Exercise: Give back exactly the lines of the entries below from the line with "like point(43, 106)?" to the line with "like point(132, 25)?", inclusive, and only those.

Data excerpts:
# # # #
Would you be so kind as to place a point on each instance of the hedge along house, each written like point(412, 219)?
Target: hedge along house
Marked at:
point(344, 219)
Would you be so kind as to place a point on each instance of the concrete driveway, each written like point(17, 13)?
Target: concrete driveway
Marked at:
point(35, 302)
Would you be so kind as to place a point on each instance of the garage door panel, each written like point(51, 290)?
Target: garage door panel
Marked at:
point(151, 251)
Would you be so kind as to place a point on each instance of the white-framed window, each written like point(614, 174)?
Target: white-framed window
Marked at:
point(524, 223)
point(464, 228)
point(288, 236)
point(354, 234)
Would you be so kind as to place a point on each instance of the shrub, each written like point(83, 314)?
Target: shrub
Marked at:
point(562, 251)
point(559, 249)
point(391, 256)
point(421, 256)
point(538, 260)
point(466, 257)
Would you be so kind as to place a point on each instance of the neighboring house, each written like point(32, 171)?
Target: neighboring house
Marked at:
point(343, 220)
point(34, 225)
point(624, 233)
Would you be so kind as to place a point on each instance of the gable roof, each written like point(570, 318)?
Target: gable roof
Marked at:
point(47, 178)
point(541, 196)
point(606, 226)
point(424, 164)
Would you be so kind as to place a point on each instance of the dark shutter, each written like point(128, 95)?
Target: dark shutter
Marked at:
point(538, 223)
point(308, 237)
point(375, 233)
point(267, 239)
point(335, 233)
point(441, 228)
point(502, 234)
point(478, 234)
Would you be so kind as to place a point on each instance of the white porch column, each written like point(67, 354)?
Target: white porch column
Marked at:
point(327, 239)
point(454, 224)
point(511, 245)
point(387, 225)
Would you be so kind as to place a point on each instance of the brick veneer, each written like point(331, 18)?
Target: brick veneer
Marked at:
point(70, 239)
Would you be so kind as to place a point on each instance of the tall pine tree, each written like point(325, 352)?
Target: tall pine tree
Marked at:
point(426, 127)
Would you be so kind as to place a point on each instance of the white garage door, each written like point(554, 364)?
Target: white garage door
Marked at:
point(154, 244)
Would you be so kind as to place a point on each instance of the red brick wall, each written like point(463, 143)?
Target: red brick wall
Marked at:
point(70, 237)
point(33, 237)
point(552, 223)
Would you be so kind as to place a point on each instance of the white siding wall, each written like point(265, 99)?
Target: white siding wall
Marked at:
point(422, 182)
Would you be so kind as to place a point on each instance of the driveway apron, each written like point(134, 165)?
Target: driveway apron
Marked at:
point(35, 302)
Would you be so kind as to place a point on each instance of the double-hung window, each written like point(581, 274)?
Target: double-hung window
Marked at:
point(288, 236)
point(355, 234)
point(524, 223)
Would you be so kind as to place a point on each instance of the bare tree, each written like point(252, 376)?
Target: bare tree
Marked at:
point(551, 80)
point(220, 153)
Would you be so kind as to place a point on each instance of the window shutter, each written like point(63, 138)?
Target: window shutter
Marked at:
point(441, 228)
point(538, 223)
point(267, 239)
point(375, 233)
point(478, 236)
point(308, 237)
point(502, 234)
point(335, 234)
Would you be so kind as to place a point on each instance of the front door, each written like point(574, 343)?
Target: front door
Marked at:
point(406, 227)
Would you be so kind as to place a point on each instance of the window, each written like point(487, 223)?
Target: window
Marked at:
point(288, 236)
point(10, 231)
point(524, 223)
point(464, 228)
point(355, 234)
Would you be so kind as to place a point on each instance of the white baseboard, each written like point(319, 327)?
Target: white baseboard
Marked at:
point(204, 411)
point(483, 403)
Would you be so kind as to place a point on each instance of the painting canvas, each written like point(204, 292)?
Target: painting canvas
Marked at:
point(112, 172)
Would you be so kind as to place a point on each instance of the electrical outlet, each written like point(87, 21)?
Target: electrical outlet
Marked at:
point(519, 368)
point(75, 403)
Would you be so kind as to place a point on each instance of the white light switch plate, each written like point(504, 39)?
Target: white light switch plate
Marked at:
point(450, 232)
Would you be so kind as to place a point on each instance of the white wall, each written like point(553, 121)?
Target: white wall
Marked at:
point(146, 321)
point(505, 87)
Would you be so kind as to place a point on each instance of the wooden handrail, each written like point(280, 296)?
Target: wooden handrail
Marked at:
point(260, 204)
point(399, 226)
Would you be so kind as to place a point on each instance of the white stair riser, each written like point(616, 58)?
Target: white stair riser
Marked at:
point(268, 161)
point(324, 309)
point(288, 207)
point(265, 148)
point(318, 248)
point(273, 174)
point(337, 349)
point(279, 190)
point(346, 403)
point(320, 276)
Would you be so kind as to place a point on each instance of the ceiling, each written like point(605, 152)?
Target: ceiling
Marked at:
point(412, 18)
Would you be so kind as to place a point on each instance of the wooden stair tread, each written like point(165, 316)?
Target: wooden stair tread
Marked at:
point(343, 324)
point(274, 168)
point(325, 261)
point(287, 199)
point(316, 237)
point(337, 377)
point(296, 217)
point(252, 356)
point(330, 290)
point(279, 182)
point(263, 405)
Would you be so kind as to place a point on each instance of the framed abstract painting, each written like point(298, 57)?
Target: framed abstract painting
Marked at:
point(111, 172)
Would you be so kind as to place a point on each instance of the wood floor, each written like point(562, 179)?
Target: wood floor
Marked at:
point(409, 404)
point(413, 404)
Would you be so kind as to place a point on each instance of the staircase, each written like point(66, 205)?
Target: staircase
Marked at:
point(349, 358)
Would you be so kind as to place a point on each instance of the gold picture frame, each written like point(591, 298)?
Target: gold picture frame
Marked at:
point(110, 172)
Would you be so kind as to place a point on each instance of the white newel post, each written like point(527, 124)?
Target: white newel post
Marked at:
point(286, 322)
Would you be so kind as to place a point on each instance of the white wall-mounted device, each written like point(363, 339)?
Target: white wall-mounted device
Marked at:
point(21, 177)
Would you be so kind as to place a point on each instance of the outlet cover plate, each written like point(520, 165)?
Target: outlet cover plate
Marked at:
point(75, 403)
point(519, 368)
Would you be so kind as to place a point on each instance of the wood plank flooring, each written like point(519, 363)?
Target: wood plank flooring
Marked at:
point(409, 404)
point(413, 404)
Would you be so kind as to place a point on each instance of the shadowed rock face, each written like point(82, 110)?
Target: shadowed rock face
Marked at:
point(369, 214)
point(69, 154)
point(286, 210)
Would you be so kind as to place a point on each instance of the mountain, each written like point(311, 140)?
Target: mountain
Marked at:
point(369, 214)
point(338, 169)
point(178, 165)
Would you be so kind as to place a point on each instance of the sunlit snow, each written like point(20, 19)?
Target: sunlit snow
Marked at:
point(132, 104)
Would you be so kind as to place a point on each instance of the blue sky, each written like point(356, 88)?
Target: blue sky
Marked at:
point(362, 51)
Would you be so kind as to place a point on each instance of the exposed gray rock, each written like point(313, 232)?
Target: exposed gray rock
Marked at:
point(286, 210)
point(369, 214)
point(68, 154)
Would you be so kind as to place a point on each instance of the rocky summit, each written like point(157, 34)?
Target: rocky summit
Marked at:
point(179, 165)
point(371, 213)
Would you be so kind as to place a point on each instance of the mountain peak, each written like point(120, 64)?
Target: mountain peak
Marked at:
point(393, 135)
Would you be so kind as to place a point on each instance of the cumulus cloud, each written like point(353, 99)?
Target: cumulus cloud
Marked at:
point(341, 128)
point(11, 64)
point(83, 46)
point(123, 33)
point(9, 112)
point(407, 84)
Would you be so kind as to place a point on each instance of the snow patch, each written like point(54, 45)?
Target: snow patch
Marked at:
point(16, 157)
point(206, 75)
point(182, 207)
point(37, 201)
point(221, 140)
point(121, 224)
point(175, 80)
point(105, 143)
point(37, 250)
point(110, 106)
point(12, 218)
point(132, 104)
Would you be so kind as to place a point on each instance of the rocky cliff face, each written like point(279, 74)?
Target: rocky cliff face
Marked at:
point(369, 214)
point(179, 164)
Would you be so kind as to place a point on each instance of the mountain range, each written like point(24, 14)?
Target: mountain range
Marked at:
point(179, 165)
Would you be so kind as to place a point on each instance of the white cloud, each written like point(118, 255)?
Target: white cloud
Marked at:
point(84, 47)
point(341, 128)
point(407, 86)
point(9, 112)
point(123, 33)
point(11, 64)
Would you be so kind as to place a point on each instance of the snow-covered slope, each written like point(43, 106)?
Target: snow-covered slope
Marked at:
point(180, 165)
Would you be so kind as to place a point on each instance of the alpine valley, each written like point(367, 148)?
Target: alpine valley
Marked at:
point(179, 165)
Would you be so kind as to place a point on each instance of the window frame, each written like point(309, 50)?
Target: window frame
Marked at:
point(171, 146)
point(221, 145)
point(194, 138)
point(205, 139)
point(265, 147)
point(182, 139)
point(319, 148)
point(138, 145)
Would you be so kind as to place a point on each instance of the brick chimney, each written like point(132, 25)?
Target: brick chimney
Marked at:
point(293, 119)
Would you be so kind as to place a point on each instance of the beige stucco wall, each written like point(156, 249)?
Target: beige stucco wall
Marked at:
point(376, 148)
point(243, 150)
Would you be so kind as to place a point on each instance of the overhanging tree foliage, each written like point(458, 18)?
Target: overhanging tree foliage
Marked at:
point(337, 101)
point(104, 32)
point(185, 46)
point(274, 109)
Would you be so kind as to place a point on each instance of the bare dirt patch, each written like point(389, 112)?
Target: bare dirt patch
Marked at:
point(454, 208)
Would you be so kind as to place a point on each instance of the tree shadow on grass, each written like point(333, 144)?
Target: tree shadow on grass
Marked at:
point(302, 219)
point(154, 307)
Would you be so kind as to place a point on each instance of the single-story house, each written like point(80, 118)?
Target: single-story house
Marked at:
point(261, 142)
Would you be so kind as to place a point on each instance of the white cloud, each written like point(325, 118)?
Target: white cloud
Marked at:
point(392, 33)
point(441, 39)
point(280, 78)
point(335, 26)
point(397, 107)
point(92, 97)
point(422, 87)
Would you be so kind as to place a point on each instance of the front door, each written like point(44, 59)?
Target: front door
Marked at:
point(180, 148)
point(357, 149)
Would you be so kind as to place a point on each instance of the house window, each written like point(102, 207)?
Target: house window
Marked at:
# # # #
Your response:
Would you be so kind as to place a point on each instance of the snow-covered slope, each written like point(43, 106)?
Target: snow-covered slope
Marked at:
point(180, 165)
Would you be so kind as to place a point on each instance of the alpine valley, each written like point(367, 148)?
Target: alpine valley
Marked at:
point(179, 165)
Would you be so kind as to place a point on each instance of the window frame, each written like point(309, 50)?
Target: window frame
Marked at:
point(171, 146)
point(221, 145)
point(194, 138)
point(205, 139)
point(265, 147)
point(182, 139)
point(319, 148)
point(138, 145)
Would you be so kind as to place a point on each instance of the brick chimney, each written like point(132, 25)?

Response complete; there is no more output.